* **EXCERPTED TEXT**:
──────
Over the past few years, the treatment options for patients with non-small cell lung cancer (NSCLC) have greatly increased with FDA approvals of targeted and immunotherapies, says Mark W. Kris.

FDA-approved immunotherapy options, such as Opdivo (nivolumab) and Keytruda (pembrolizumab) and others moving through the pipeline, such as Tecentriq (atezolizumab), have demonstrated long-lasting benefits in lung cancer. Meanwhile, other agents, such as Avastin (bevacizumab), Cyramza (ramucirumab), and Portrazza (necitumumab), among others, are also advancing the field.

Kris recently sat down for an interview with CURE to discuss immunotherapy, frontline therapies for nonsquamous NSCLC, and advancements in squamous cell carcinoma. Kris is a medical oncologist at Memorial Sloan Kettering Cancer Center.

What are some of the main points of discussion regarding immunotherapy in NSCLC?

People have tried to find a way to rev up the immune system to fight all cancers for more than 100 years. Up until now, it has been a goal or a dream, and only recently are we able actually to deliver on that for patients with lung cancer.
──────
* **DATA SECTION**:

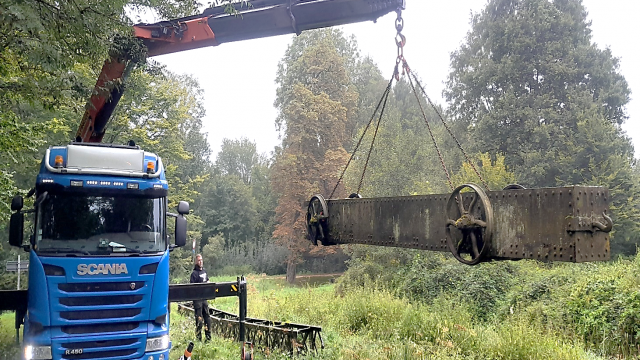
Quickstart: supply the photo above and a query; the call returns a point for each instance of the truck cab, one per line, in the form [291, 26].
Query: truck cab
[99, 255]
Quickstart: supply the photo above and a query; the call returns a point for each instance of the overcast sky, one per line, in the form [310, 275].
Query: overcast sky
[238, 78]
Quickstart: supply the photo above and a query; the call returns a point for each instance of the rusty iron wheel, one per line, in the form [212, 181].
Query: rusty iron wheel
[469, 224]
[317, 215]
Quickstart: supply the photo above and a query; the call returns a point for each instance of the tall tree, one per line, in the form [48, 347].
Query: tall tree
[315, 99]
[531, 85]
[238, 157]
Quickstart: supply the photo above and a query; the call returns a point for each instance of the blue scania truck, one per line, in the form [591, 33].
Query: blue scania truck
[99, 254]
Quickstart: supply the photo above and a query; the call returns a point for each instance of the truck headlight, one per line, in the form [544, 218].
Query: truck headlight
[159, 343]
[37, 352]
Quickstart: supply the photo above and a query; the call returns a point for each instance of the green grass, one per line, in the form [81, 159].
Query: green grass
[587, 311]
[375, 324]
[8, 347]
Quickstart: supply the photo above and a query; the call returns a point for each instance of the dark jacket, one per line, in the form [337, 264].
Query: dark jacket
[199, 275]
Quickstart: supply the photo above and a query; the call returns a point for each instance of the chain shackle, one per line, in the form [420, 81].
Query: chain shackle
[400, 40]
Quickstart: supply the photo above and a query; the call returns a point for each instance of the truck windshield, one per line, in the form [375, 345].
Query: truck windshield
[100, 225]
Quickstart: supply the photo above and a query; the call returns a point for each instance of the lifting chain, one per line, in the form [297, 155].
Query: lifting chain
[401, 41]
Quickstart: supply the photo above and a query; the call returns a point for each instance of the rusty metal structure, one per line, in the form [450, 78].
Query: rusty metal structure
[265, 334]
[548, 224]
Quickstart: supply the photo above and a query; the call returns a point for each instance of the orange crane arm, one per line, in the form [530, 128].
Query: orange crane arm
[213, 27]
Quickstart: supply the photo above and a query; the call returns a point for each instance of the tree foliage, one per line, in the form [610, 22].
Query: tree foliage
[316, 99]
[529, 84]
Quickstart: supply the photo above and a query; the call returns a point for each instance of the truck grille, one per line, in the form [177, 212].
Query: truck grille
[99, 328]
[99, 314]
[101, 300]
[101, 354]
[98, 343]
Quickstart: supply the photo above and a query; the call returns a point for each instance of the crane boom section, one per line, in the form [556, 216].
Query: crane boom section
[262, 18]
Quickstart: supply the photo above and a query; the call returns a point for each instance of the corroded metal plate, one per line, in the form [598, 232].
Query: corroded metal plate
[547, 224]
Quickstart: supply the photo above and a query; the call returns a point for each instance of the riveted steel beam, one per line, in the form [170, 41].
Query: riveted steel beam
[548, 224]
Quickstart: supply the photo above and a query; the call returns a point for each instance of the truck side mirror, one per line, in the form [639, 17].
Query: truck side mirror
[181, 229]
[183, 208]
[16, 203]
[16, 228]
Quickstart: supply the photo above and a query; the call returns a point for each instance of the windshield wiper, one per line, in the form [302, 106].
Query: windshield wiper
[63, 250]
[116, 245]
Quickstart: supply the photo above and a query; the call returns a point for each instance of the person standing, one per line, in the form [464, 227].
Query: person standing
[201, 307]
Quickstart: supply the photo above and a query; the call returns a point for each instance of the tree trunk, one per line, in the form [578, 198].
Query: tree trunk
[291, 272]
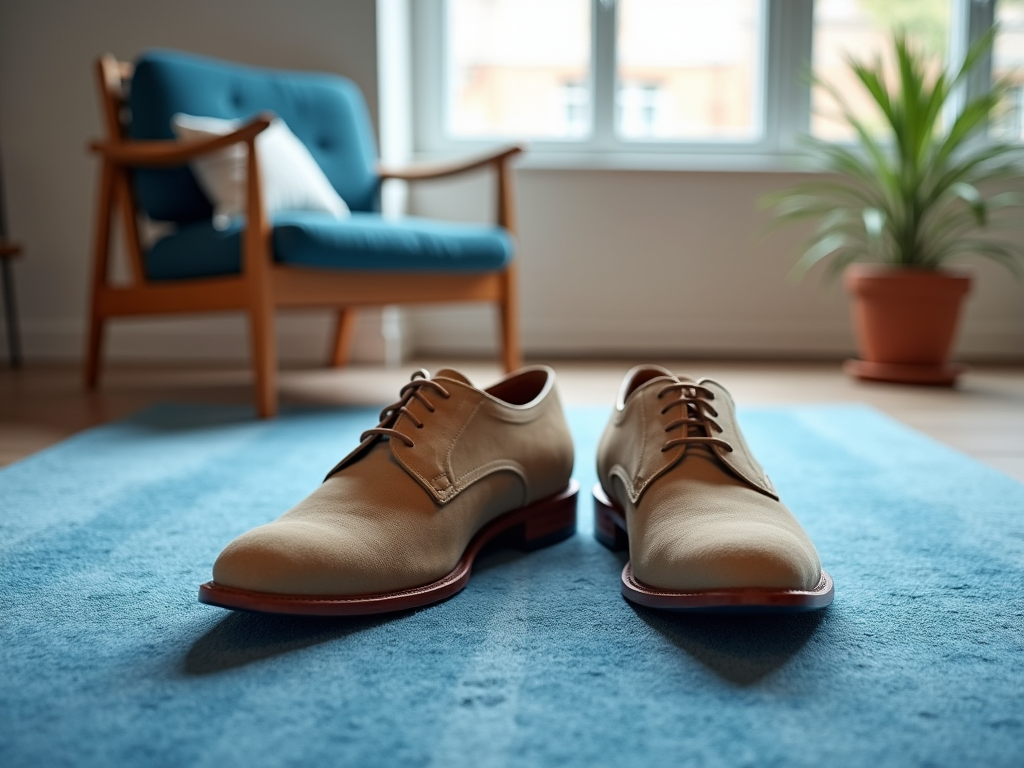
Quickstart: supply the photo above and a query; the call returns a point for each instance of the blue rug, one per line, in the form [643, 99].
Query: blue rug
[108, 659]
──────
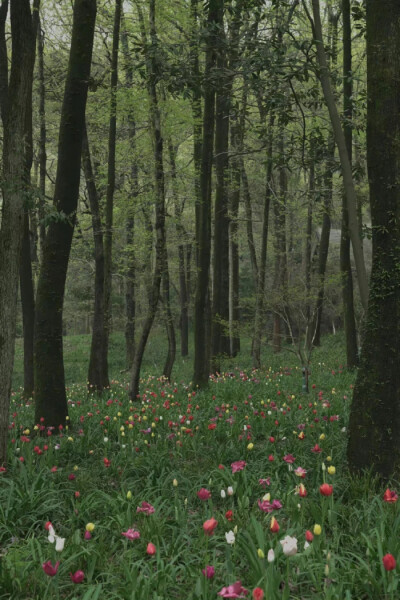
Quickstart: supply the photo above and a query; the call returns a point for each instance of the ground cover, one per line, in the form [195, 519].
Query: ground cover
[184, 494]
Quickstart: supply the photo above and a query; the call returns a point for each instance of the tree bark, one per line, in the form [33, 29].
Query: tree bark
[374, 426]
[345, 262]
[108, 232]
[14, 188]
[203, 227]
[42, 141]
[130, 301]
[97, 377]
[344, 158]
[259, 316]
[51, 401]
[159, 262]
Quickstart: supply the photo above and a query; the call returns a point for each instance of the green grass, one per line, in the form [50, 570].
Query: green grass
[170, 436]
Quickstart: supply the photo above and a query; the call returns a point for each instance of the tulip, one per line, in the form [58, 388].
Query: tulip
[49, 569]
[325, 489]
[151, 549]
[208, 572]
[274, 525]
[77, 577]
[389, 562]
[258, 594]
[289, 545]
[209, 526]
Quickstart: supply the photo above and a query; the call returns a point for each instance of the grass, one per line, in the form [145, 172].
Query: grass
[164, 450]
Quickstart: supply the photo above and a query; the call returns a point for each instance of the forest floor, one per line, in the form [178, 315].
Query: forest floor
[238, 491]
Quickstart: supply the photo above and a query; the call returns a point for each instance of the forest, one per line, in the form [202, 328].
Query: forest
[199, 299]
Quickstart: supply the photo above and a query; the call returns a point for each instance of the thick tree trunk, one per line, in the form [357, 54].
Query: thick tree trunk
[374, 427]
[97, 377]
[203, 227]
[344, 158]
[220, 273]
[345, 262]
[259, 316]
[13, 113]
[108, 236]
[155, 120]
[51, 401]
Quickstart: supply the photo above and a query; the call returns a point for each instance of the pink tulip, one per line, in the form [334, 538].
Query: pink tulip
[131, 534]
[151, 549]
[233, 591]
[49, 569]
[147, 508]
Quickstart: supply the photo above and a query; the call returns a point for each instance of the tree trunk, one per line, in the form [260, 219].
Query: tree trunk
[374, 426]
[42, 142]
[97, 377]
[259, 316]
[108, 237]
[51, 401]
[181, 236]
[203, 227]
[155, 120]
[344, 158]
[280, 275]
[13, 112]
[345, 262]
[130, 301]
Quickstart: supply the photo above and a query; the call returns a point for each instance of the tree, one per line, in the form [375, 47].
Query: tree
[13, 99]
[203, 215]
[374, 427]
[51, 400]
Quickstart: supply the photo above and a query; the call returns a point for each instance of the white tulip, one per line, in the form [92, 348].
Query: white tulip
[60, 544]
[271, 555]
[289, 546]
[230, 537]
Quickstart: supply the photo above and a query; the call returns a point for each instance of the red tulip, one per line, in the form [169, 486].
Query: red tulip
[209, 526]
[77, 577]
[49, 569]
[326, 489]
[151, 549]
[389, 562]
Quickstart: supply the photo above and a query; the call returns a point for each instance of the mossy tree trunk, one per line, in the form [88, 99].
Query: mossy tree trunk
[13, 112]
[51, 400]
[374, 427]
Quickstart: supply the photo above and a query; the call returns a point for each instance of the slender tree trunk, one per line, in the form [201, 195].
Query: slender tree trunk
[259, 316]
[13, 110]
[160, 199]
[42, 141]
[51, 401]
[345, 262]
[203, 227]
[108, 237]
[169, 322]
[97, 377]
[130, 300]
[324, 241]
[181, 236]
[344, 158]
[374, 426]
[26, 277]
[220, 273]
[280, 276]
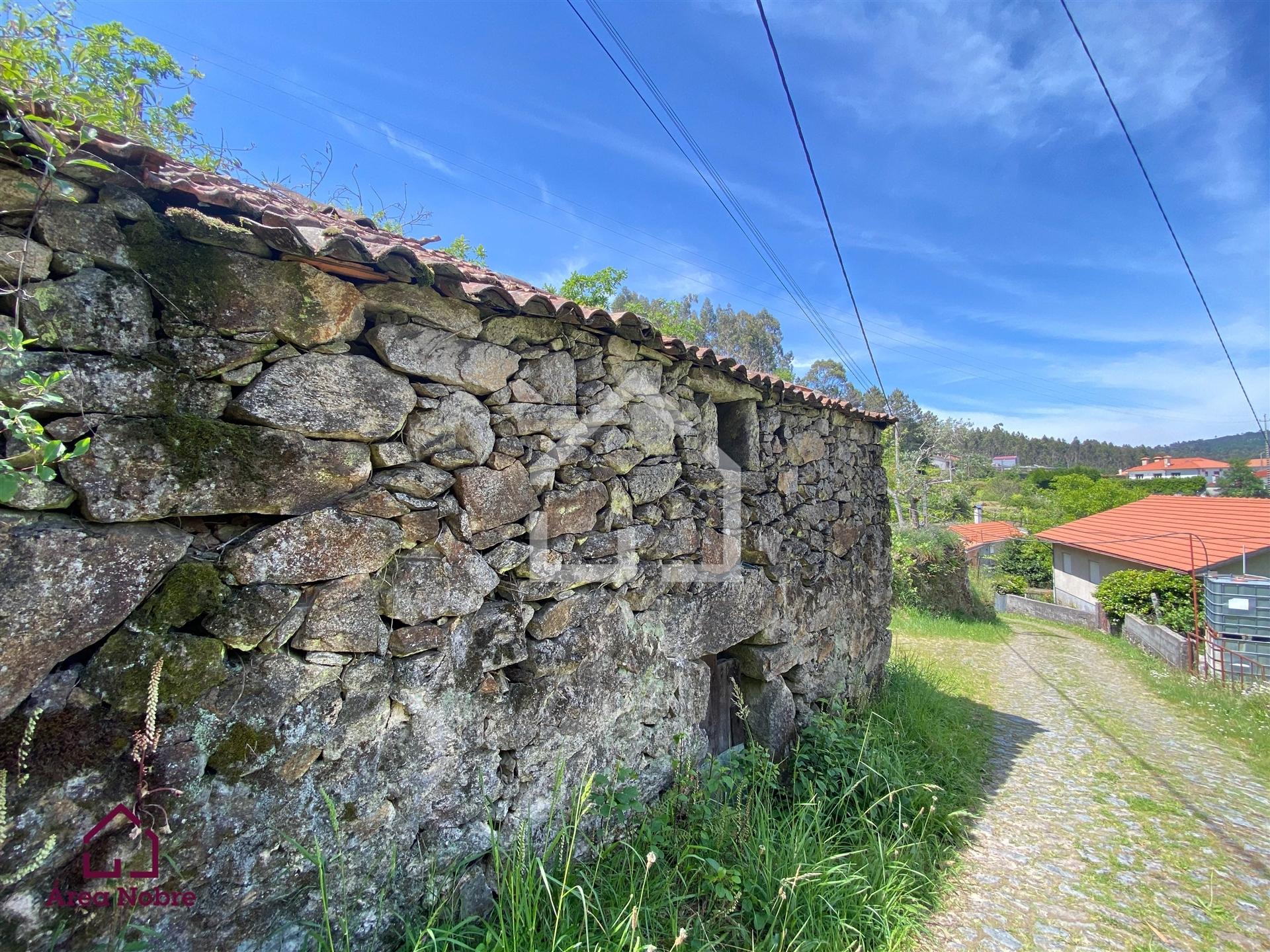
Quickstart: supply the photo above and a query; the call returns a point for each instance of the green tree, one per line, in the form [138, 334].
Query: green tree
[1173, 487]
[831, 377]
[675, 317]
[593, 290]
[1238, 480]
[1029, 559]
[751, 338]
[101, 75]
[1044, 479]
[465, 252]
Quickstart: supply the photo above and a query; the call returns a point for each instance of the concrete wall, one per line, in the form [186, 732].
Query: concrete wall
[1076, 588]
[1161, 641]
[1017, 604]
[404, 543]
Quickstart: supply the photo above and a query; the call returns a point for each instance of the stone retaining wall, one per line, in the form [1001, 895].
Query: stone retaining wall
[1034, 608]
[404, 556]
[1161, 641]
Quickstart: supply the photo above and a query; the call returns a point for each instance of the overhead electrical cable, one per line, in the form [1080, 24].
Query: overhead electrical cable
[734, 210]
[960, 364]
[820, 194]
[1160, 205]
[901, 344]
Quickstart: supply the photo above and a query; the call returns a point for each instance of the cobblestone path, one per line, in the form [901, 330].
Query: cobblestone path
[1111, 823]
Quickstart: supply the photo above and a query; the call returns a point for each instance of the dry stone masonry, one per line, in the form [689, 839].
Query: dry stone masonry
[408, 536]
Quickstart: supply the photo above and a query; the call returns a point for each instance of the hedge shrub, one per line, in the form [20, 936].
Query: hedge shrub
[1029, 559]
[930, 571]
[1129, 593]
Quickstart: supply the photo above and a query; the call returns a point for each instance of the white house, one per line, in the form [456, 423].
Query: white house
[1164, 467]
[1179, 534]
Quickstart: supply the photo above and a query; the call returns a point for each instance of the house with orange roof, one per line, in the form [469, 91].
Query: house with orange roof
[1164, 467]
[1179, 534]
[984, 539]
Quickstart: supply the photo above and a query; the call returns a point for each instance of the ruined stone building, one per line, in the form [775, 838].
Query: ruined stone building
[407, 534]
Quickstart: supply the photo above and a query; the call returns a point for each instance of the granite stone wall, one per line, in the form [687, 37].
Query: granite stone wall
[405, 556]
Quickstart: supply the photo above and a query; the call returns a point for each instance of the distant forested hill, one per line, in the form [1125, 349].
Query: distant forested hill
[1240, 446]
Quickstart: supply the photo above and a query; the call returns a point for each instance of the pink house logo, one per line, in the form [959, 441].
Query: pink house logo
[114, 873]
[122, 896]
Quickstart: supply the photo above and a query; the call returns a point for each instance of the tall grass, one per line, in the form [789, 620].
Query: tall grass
──────
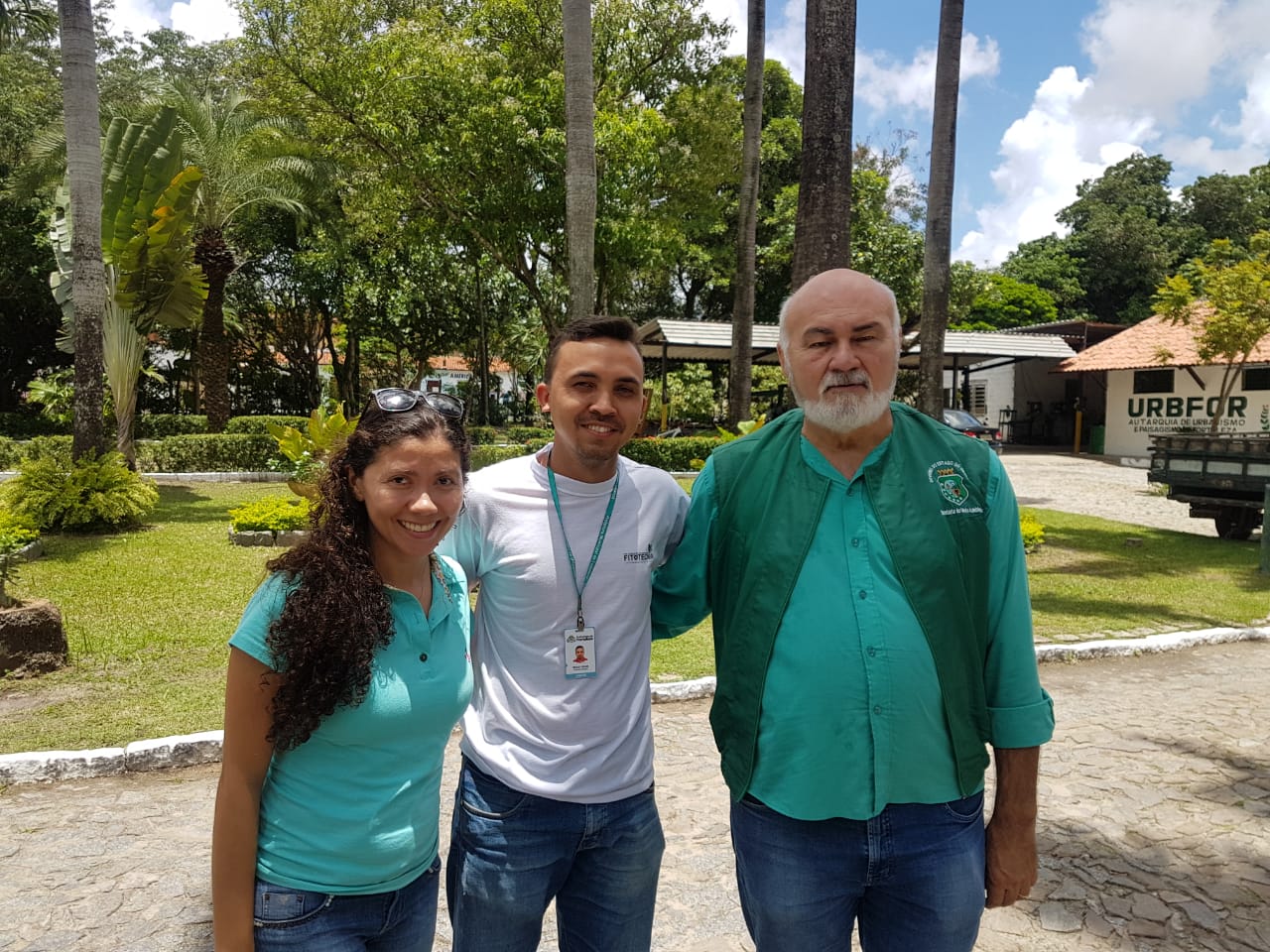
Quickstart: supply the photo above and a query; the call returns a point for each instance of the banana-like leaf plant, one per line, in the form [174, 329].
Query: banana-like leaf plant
──────
* **PROBLEMS AND TASKS**:
**a.** Answer these questions about the lung cancer interview:
(i) Which two immunotherapy options does it name as FDA-approved?
(ii) At which cancer center does Kris work as a medical oncologist?
(iii) For how long have people tried to rev up the immune system to fight all cancers?
**b.** Can you sum up the lung cancer interview in two sentences?
**c.** Can you write what comes next in the lung cancer interview, starting after its last sentence?

* **YOUR RESPONSES**:
**a.**
(i) Opdivo (nivolumab) and Keytruda (pembrolizumab)
(ii) Memorial Sloan Kettering Cancer Center
(iii) More than 100 years

**b.** Mark W. Kris, a medical oncologist at Memorial Sloan Kettering Cancer Center, says treatment options for non-small cell lung cancer have greatly increased through FDA approvals of targeted therapies and immunotherapies such as Opdivo and Keytruda. He notes that using the immune system against cancer was only a goal for more than 100 years and has only recently become possible for patients with lung cancer.

**c.**
What we have seen are agents that target PD-1/PD-L1, and now agents that target anti—CTLA-4 are very helpful in leading to dramatic benefits for patients with lung cancer. There is very clear evidence that, particularly for Opdivo and Keytruda, they improve rates of shrinkage and improve duration of survival—which is an extremely impressive result—over standard chemotherapy. In the trials that have been done thus far for both of those agents, as well as Tecentriq, the agents have been compared with docetaxel.

Moreover, equally as important to those benefits in outcome are the benefits in terms of severe side effects, because approximately half of patients who receive docetaxel get some kind of a severe side effect. Now, only about 10 percent of patients who receive immunotherapies get those side effects, so it has everything going for it. In the last year, virtually every single patient with progressive disease who receives initial therapy—either Keytruda or Opdivo, and probably shortly Tecentriq—is going to be recommended for these patients.

What we learned at the 2016 ASCO Annual Meeting this year, and following up on reports at a lot of different meetings, is regarding the combination of these drugs with anti—CTLA-4 drugs. There was one presentation by Matthew Hellman regarding the trials with Opdivo, and Yervoy (ipilimumab). They were comparing it to patients in these same trials who received Opdivo, with higher rates of response, longer durations of response, and better survival. Also, by adjusting the dosages and schedules of Yervoy and Opdivo, results showed very good tolerance, and truly almost the same degree of side effects with the combination as Opdivo, alone.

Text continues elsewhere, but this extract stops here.